WHAT IS REQUIRED:
Skip the images and restate every line of the records exactly.

EXERCISE DATA:
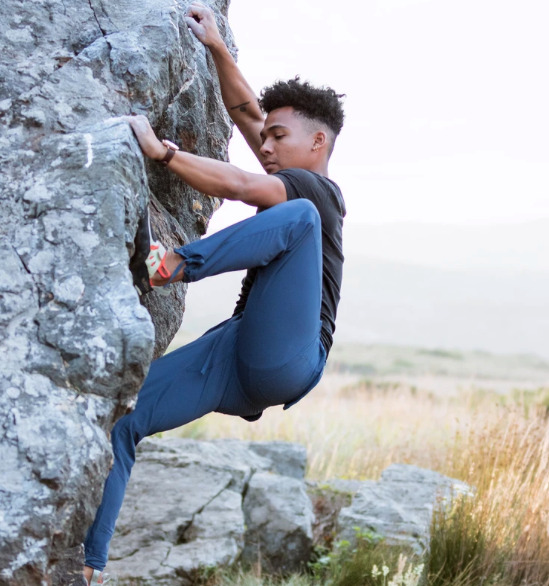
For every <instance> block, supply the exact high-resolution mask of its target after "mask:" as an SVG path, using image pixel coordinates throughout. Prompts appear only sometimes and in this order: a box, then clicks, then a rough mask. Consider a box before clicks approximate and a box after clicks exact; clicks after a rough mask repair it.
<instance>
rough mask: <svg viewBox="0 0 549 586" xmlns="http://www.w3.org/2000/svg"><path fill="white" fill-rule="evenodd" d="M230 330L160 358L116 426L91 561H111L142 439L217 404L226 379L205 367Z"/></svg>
mask: <svg viewBox="0 0 549 586" xmlns="http://www.w3.org/2000/svg"><path fill="white" fill-rule="evenodd" d="M226 333H227V332H225V331H224V330H220V331H217V332H212V333H211V334H207V335H204V336H202V337H201V338H199V339H198V340H196V341H195V342H193V343H191V344H188V345H186V346H184V347H182V348H179V349H178V350H175V351H174V352H171V353H170V354H167V355H166V356H164V357H162V358H160V359H158V360H155V361H154V362H153V363H152V364H151V368H150V371H149V374H148V376H147V378H146V380H145V383H144V384H143V387H142V388H141V390H140V392H139V397H138V401H137V405H136V407H135V410H134V411H133V412H131V413H129V414H128V415H125V416H124V417H122V418H121V419H119V420H118V422H117V423H116V425H115V426H114V428H113V430H112V436H111V440H112V446H113V453H114V463H113V467H112V469H111V471H110V473H109V476H108V478H107V481H106V483H105V488H104V491H103V500H102V503H101V506H100V507H99V509H98V511H97V514H96V517H95V520H94V523H93V525H92V526H91V527H90V529H89V531H88V534H87V537H86V542H85V550H86V565H87V566H89V567H91V568H95V569H97V570H103V569H104V567H105V565H106V563H107V556H108V548H109V543H110V540H111V537H112V534H113V532H114V527H115V523H116V519H117V517H118V513H119V511H120V508H121V506H122V501H123V498H124V493H125V490H126V485H127V483H128V480H129V477H130V473H131V469H132V467H133V464H134V461H135V449H136V446H137V444H138V443H139V442H140V441H141V440H142V439H143V438H144V437H146V436H149V435H152V434H154V433H158V432H160V431H165V430H168V429H173V428H175V427H179V426H181V425H184V424H186V423H188V422H190V421H193V420H195V419H197V418H199V417H201V416H202V415H204V414H206V413H209V412H211V411H213V410H215V409H216V408H217V406H218V404H219V402H220V399H221V395H222V394H223V391H224V384H223V381H222V380H219V378H217V379H216V378H215V373H212V367H214V366H216V365H215V363H214V364H212V365H211V366H210V367H209V368H204V366H205V364H206V363H207V361H208V360H209V357H210V353H211V352H212V350H213V349H214V348H215V347H216V346H218V345H219V340H220V337H223V335H226ZM228 334H229V335H230V334H231V332H228ZM218 370H221V369H218ZM225 386H226V385H225Z"/></svg>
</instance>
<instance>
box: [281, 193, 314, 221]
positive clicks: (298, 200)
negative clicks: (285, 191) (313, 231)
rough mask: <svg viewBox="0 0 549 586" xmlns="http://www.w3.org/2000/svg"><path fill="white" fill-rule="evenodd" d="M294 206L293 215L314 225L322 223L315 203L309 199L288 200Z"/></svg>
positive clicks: (303, 220) (301, 220) (295, 199)
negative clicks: (316, 208)
mask: <svg viewBox="0 0 549 586" xmlns="http://www.w3.org/2000/svg"><path fill="white" fill-rule="evenodd" d="M287 205H288V206H291V208H292V210H291V211H292V217H297V218H299V219H300V220H301V221H303V222H307V223H310V224H313V225H317V224H320V216H319V214H318V210H317V209H316V206H315V205H314V203H312V202H311V201H309V200H308V199H293V200H291V201H289V202H288V204H287Z"/></svg>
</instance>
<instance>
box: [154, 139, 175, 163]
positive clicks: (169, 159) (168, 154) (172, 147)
mask: <svg viewBox="0 0 549 586" xmlns="http://www.w3.org/2000/svg"><path fill="white" fill-rule="evenodd" d="M162 144H163V145H164V146H165V147H167V148H168V150H167V151H166V154H165V155H164V158H163V159H162V160H160V161H158V162H159V163H160V164H161V165H163V166H164V167H167V166H168V165H169V163H170V161H171V160H172V159H173V156H174V155H175V153H176V152H177V151H178V150H179V147H178V146H177V145H176V144H174V143H173V142H172V141H171V140H168V139H166V138H165V139H164V140H163V141H162Z"/></svg>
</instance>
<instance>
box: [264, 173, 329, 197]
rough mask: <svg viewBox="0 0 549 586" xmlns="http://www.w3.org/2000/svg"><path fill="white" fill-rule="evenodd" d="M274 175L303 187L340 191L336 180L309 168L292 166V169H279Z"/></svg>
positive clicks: (286, 180) (289, 181) (295, 184)
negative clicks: (293, 166)
mask: <svg viewBox="0 0 549 586" xmlns="http://www.w3.org/2000/svg"><path fill="white" fill-rule="evenodd" d="M274 175H275V176H276V177H279V178H280V179H282V181H284V183H287V182H291V183H292V184H293V185H295V186H298V187H301V188H303V187H307V188H309V189H314V190H317V189H334V188H335V189H337V190H338V191H339V187H338V186H337V184H336V183H335V182H334V181H332V180H331V179H328V178H327V177H324V175H320V174H319V173H315V172H314V171H309V170H308V169H301V168H299V167H295V168H294V167H292V168H291V169H282V170H281V171H277V172H276V173H275V174H274ZM285 180H286V181H285ZM302 197H303V196H302Z"/></svg>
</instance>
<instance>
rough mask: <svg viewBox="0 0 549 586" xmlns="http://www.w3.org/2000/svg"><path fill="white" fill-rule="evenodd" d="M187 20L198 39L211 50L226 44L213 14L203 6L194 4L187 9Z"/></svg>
mask: <svg viewBox="0 0 549 586" xmlns="http://www.w3.org/2000/svg"><path fill="white" fill-rule="evenodd" d="M185 20H186V21H187V24H188V25H189V28H190V29H191V30H192V31H193V33H194V34H195V36H196V38H197V39H198V40H199V41H200V42H201V43H203V44H204V45H206V47H210V48H211V47H214V46H215V45H217V44H219V43H222V44H224V43H223V39H222V38H221V35H220V34H219V30H218V28H217V24H216V22H215V17H214V15H213V12H212V11H211V10H210V9H209V8H207V7H206V6H204V5H203V4H199V3H198V2H193V3H192V4H191V5H190V6H189V8H188V9H187V16H186V17H185Z"/></svg>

REPLY TO THE EXERCISE:
For every <instance> block, supply the exact high-resolution mask of its target after "mask:" as an SVG path, using image pixel coordinates throughout. Prompts appear only sometimes and in this order: a box, then clicks, then a rough mask. Consider a box before clicks approximate and a box after clicks exact; clicks after a rough mask repair it.
<instance>
rough mask: <svg viewBox="0 0 549 586" xmlns="http://www.w3.org/2000/svg"><path fill="white" fill-rule="evenodd" d="M230 330L160 358L116 426L91 561H111L142 439L217 404L226 379L205 367Z"/></svg>
mask: <svg viewBox="0 0 549 586" xmlns="http://www.w3.org/2000/svg"><path fill="white" fill-rule="evenodd" d="M226 333H227V332H225V331H224V330H220V331H217V332H212V333H211V334H207V335H204V336H202V337H201V338H199V339H198V340H196V341H195V342H193V343H191V344H188V345H186V346H184V347H182V348H179V349H178V350H175V351H174V352H171V353H170V354H167V355H166V356H164V357H162V358H160V359H158V360H155V361H154V362H153V363H152V364H151V368H150V371H149V374H148V376H147V378H146V380H145V383H144V384H143V387H142V388H141V390H140V392H139V397H138V401H137V405H136V407H135V410H134V411H133V412H131V413H129V414H128V415H125V416H124V417H122V418H121V419H119V420H118V422H117V423H116V425H115V426H114V428H113V430H112V436H111V440H112V446H113V453H114V463H113V467H112V469H111V471H110V473H109V476H108V478H107V481H106V483H105V488H104V491H103V500H102V503H101V506H100V507H99V509H98V511H97V514H96V517H95V520H94V523H93V525H92V526H91V527H90V529H89V531H88V534H87V537H86V542H85V550H86V565H87V566H89V567H91V568H95V569H97V570H103V569H104V567H105V565H106V563H107V556H108V548H109V543H110V540H111V537H112V534H113V532H114V527H115V523H116V519H117V517H118V513H119V511H120V508H121V506H122V501H123V498H124V493H125V490H126V485H127V483H128V480H129V477H130V473H131V469H132V467H133V464H134V461H135V449H136V446H137V444H138V443H139V442H140V441H141V440H142V439H143V438H144V437H146V436H149V435H152V434H154V433H158V432H160V431H165V430H168V429H173V428H175V427H179V426H181V425H184V424H186V423H188V422H190V421H193V420H195V419H197V418H199V417H201V416H202V415H204V414H206V413H209V412H211V411H213V410H215V409H216V408H217V406H218V404H219V402H220V399H221V395H222V394H223V391H224V384H223V381H222V380H219V378H217V379H216V378H215V373H212V367H214V366H216V365H215V363H214V364H212V365H211V366H210V367H209V368H204V366H205V364H206V363H207V361H208V360H209V357H210V353H211V352H212V350H213V349H214V348H215V347H216V346H218V345H219V340H220V337H223V335H226ZM228 334H229V335H230V334H231V332H228ZM218 370H221V369H218ZM225 386H226V385H225Z"/></svg>
</instance>
<instance>
box: [281, 193, 314, 221]
positive clicks: (298, 200)
negative clicks: (285, 191) (313, 231)
rough mask: <svg viewBox="0 0 549 586" xmlns="http://www.w3.org/2000/svg"><path fill="white" fill-rule="evenodd" d="M294 206L293 215L314 225L322 223L315 203L309 199L288 200Z"/></svg>
positive clicks: (303, 220) (301, 220) (295, 199)
negative clicks: (316, 208)
mask: <svg viewBox="0 0 549 586" xmlns="http://www.w3.org/2000/svg"><path fill="white" fill-rule="evenodd" d="M287 205H288V206H291V208H292V210H291V211H292V217H297V218H299V219H300V220H301V221H303V222H307V223H310V224H313V225H317V224H320V216H319V214H318V210H317V209H316V206H315V205H314V203H312V202H311V201H309V200H308V199H293V200H291V201H289V202H288V204H287Z"/></svg>
</instance>
<instance>
box: [154, 139, 175, 163]
positive clicks: (169, 159) (168, 154) (172, 147)
mask: <svg viewBox="0 0 549 586" xmlns="http://www.w3.org/2000/svg"><path fill="white" fill-rule="evenodd" d="M162 144H163V145H164V146H165V147H167V148H168V150H167V151H166V154H165V155H164V158H163V159H162V160H160V161H158V162H159V163H160V164H161V165H163V166H164V167H167V166H168V165H169V163H170V161H171V160H172V159H173V156H174V155H175V153H176V152H177V151H178V150H179V147H178V146H177V145H176V144H174V143H173V142H172V141H171V140H168V139H166V138H165V139H164V140H163V141H162Z"/></svg>
</instance>
<instance>
box: [264, 173, 329, 197]
rough mask: <svg viewBox="0 0 549 586" xmlns="http://www.w3.org/2000/svg"><path fill="white" fill-rule="evenodd" d="M274 175L303 187L340 191L336 180L309 168L292 166V169H279Z"/></svg>
positive clicks: (286, 180) (289, 181) (295, 184)
negative clicks: (293, 166)
mask: <svg viewBox="0 0 549 586" xmlns="http://www.w3.org/2000/svg"><path fill="white" fill-rule="evenodd" d="M274 175H275V176H276V177H279V178H280V179H282V181H284V183H287V182H291V183H292V184H293V185H295V186H298V187H301V188H303V187H307V188H309V189H314V190H317V189H334V188H335V189H337V190H338V191H339V187H338V186H337V184H336V183H335V182H334V181H332V180H331V179H328V178H327V177H324V175H320V174H319V173H315V172H314V171H309V170H308V169H301V168H299V167H295V168H294V167H292V168H291V169H282V170H281V171H277V172H276V173H275V174H274ZM285 180H286V181H285ZM302 197H303V196H302Z"/></svg>
</instance>
<instance>
rough mask: <svg viewBox="0 0 549 586" xmlns="http://www.w3.org/2000/svg"><path fill="white" fill-rule="evenodd" d="M187 20L198 39L211 50L226 44L213 14L203 6L194 4L187 9Z"/></svg>
mask: <svg viewBox="0 0 549 586" xmlns="http://www.w3.org/2000/svg"><path fill="white" fill-rule="evenodd" d="M185 20H186V21H187V24H188V25H189V28H190V29H191V30H192V31H193V33H194V34H195V36H196V38H197V39H198V40H199V41H200V42H201V43H203V44H204V45H206V47H210V48H211V47H214V46H215V45H217V44H219V43H222V44H224V43H223V39H222V38H221V35H220V34H219V30H218V28H217V24H216V22H215V17H214V15H213V12H212V11H211V10H210V9H209V8H207V7H206V6H204V5H203V4H199V3H198V2H193V3H192V4H191V5H190V6H189V8H188V9H187V16H186V17H185Z"/></svg>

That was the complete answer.